Texte d'étude:

--------

Là se perçoit l’âme chrétienne de notre pays, façonnée par la charité, qui reconnaît le Christ dans toute détresse, le Christ Jésus qui, non seulement est entré dans sa création, mais qui, selon le mot de saint Paul, « s’humilia plus encore » (Ph 2), et celui du bientôt saint Charles de Foucauld qui nous a été commenté, est le Christ de l’abjection, celui qui dût se cacher ; dans une telle parole et de tels actes vibre la sainteté ordinaire qui se consume au jour le jour dans le don de soi et se tient prête à se donner tout d’un coup lorsqu’il le faut ; la sainteté ordinaire et extraordinaire qui sait se faire hospitalité lorsqu’il le faut. Il me faut le dire encore : l’âme du cardinal Saliège était indemne de tout antisémitisme et il y a encore trop d’antisémitisme, caché ou non, dans notre pays ; le Christ de l’abjection, il pourrait être dans des personnes âgées qui sentiraient peser la pression de l’euthanasie si celle-ci était un jour légalisée. Il est déjà dans les migrants clandestins ou non que notre Etat et, plus généralement, notre société ont du mal à accueillir comme des frères et sœurs en humanité et traite comme des délinquants. Le 15 août prochain, nous pourrons rendre grâce à Dieu pour la protection de Notre Dame sur notre pays et en renouveler la consécration, en suppliant pour que de nombreux Saliège ou Théas se lèvent, de nombreuses Thérèse Dauty, lorsqu’il le faut. Et nous reconnaissons volontiers l’œuvre de Dieu en tant de non-chrétiens ou de peu chrétiens qui savent aussi trouver le geste ou la parole qui amènent de la vie et de l’amour là où la peur et la haine pourraient l’emporter. Notre pays ne se définit pas par la nostalgie de ses grandeurs passées, il ne se grandit pas en prétendant s’entourer de murs, il ne se grandirait pas non plus s’il en venait à renoncer à accompagner les êtres humains jusqu’au bout de leur vie en les entourant de fraternité au profit d’une mort prétendument douce. Notre pays est vivant lorsqu’il porte au milieu des nations la voix du respect de toute personne humaine et de l’espoir de pouvoir nouer une alliance avec elle.”

--------

Données affichées:
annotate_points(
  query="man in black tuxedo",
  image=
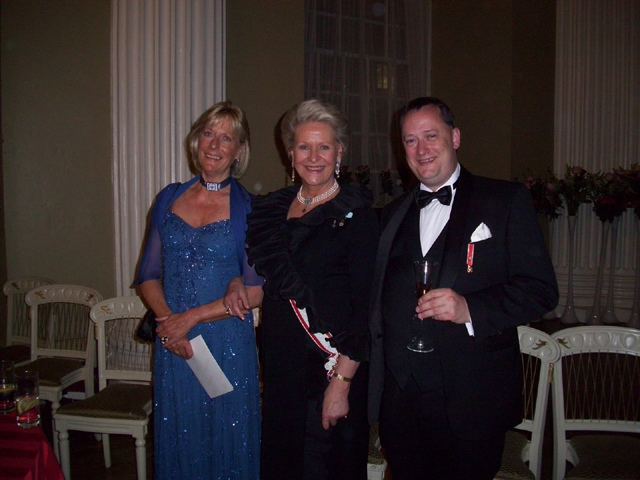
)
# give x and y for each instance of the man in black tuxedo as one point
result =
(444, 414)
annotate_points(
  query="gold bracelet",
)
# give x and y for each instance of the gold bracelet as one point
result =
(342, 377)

--------

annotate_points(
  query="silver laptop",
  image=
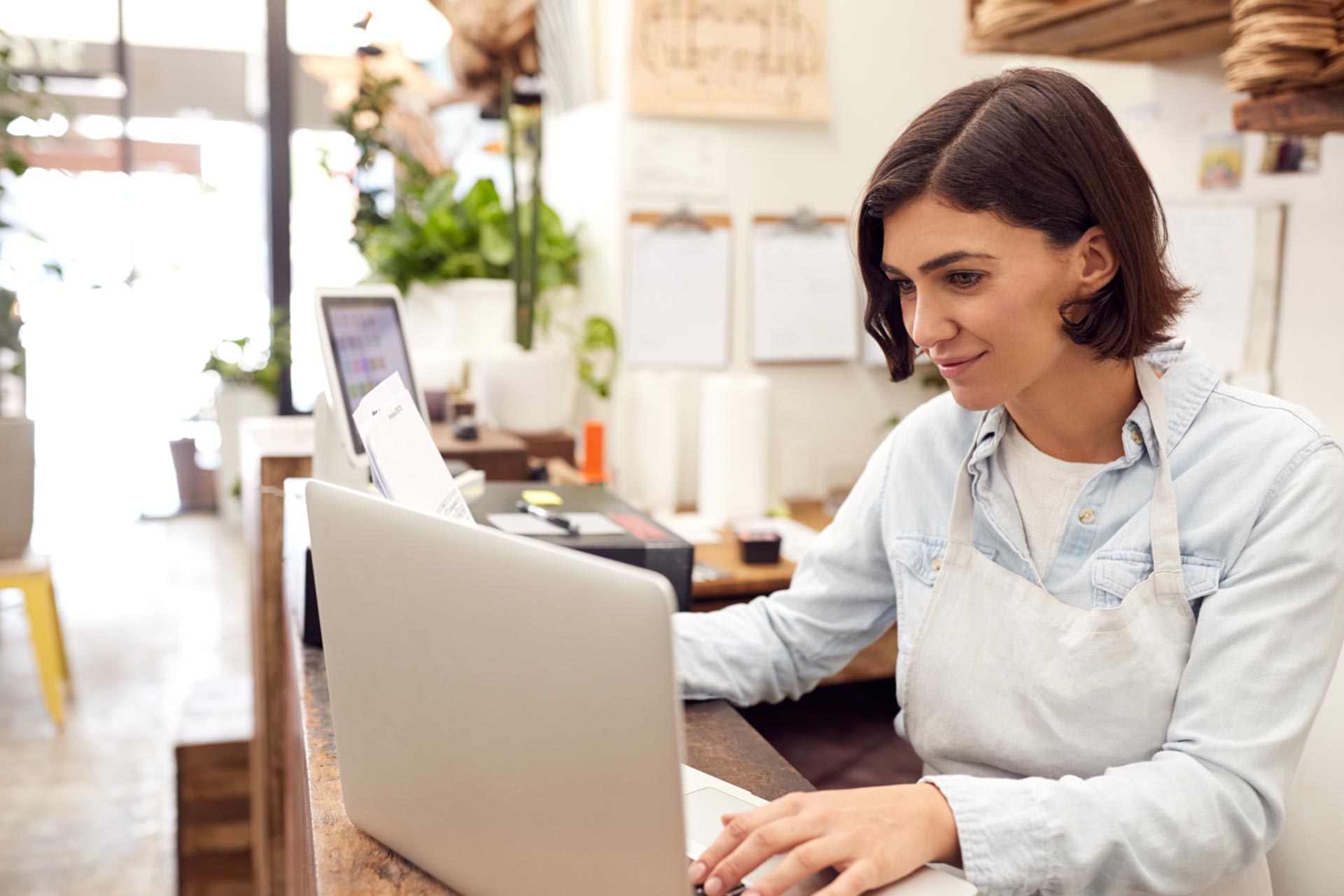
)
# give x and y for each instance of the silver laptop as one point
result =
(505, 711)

--------

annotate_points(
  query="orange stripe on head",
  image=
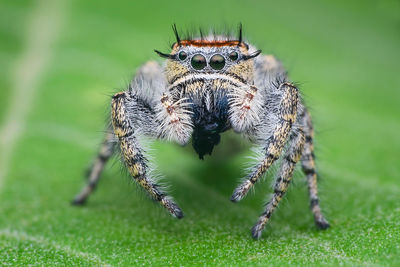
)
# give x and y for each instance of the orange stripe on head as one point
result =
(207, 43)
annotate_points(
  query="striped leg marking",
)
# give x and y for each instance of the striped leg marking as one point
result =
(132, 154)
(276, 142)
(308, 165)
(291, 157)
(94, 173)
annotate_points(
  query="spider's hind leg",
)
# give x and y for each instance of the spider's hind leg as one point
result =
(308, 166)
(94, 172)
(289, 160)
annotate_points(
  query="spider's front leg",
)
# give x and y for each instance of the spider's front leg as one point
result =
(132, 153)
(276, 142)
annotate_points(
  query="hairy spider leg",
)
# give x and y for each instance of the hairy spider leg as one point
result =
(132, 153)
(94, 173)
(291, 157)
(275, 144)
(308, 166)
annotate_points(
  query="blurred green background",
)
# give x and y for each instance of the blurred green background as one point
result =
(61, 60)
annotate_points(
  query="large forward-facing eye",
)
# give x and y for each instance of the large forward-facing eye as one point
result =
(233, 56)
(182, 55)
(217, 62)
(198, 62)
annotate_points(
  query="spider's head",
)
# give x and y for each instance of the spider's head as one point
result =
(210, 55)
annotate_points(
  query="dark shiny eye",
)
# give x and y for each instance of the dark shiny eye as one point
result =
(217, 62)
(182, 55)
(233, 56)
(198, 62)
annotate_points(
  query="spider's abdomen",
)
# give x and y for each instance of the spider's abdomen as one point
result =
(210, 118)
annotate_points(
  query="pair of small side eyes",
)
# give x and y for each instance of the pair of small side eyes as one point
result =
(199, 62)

--------

Consigne:
Relevez, s'il vous plaît, toutes les personnes désignées par leur nom dans le texte d'étude, à l'exception du Christ, de Dieu et de Notre Dame.

Réponse:
- saint Paul
- Charles de Foucauld
- le cardinal Saliège
- Théas
- Thérèse Dauty